In the updated analysis, we included data up to March 2021 that had been deposited by June 2021. This permitted us to include the entire first and second waves, reducing the effect of differential delays in observing descendants. While the stratification of sublineages on the basis of having any sampled descendants in the previous two months does not entirely adjust for the delay in deposition, it improves our confidence in asserting trends among extinct sublineages. In regards to whether we might observe a decrease in the number of descendants with time if the total number of sublineages is increasing but surveillance does not scale with sublineage richness, this assumes that the testing capacity is surpassed. Until the testing capacity in a given region is reached and surpassed, the proportion of a sublineage’s descendants that are tested and sequenced should remain relatively constant, notwithstanding differences in contact tracing implementation. Although testing capacity was exceeded later in 2021, this did not affect data from the first two waves as much.

“During the first wave, early sublineages had the opportunity to become established and resulted in large transmission chains driving COVID-19 burden, consistent with findings from the UK (du Plessis et al., 2021). However, the second wave was mostly driven by cases from newly seeded sublineages. We accounted for potential confounding due to recent sublineages having been monitored for less time by stratifying sublineages by whether they were active or extinct in the previous two months; and by restricting the data to collection dates three months prior to the data download, we accounted for delay in depositing sequence data for more recent sublineages. Differences remained between early and late sublineages’ evolutionary dynamics in the presence of VOCs with heightened transmissibility and the roll-out of vaccines.”

4. p. 10, ll. 10-11 (Figure 4D): I think we could see an increase in days since importation over time even if more recently imported lineages were generally more common ("dominant"). The maximum possible age of the oldest lineage is increasing with time. The sentence says this "suggests" that early introductions "increasingly dominated" the epidemic. Maybe it would be easier to demonstrate this through specific examples or a measure of persistence time and a proxy of prevalence.

- Problems to work on:
1 > Transcribe the stretch of the passage on COVID-19 sublineages from "4. p. 10, ll." through "proxy of prevalence.".
2 > In the passage on COVID-19 sublineages, the updated analysis included data up to what month, deposited by what month?
3 > Resume the passage on COVID-19 sublineages, picking up after its last sentence.

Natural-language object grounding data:
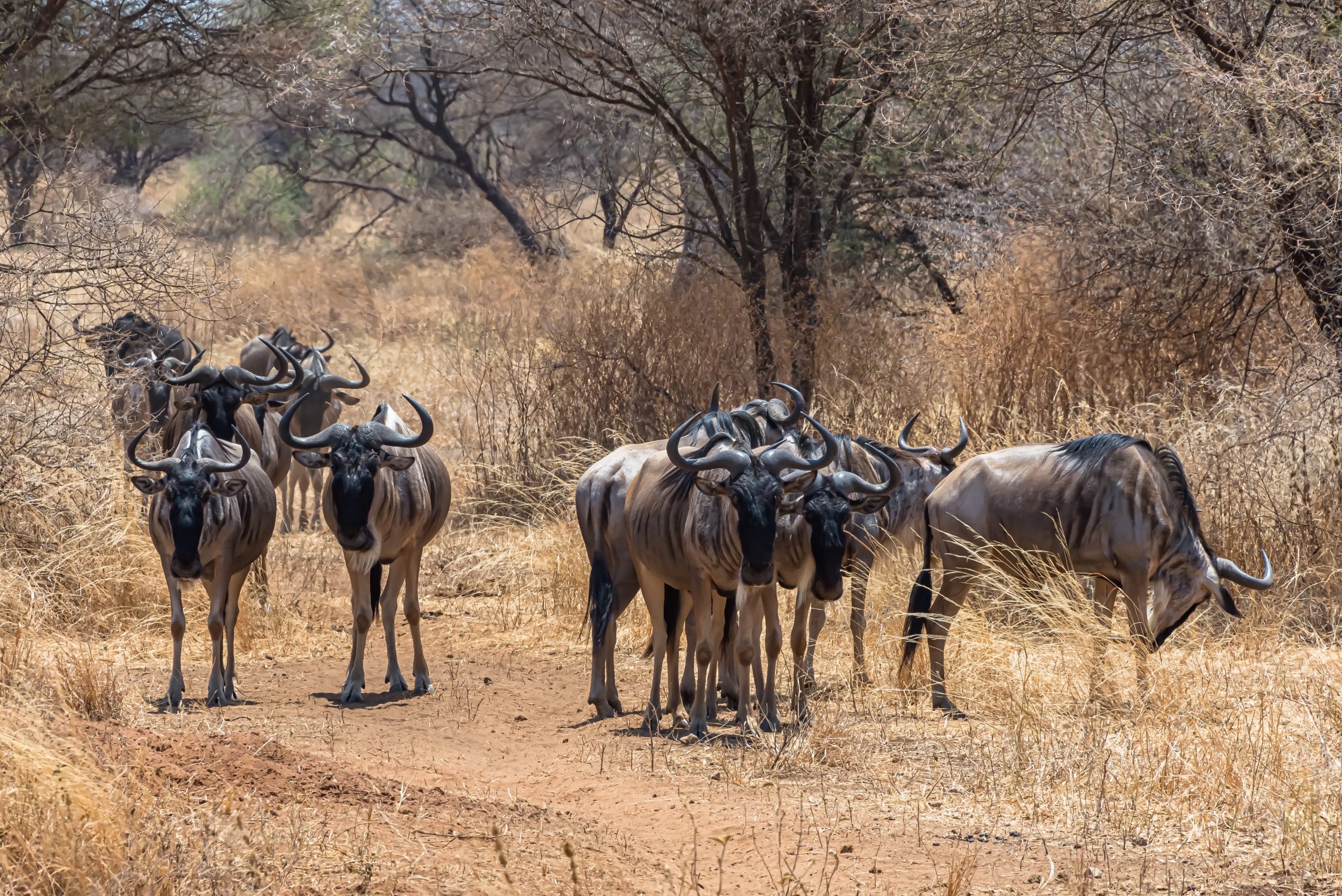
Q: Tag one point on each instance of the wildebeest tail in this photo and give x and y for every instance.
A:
(600, 599)
(919, 600)
(670, 615)
(375, 590)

- Per-task outputs:
1 >
4. p. 10, ll. 10-11 (Figure 4D): I think we could see an increase in days since importation over time even if more recently imported lineages were generally more common ("dominant"). The maximum possible age of the oldest lineage is increasing with time. The sentence says this "suggests" that early introductions "increasingly dominated" the epidemic. Maybe it would be easier to demonstrate this through specific examples or a measure of persistence time and a proxy of prevalence.

2 > It included data up to March 2021 that had been deposited by June 2021.

3 >
We agree with the reviewer that this requires clarification and validation. Similar to persistence time or duration of transmission, we have modelled sublineage lifespan, the time period between the TMRCA and last sample date, and stratified sublineages activity based on whether there were any samples in the last two months or if they appear to have gone extinct. By updating the analysis with data available up to 15 June 2021, but only investigating data sampled prior to 1 March, the effect of deposition delay on right truncation was reduced.

5. p. 18, ll. 6-8: "Sequences from individuals with travel history to Iran or Italy before June 2020 were recategorized as having been sampled in the country of travel." Why was this not done for individuals with travel history from other countries?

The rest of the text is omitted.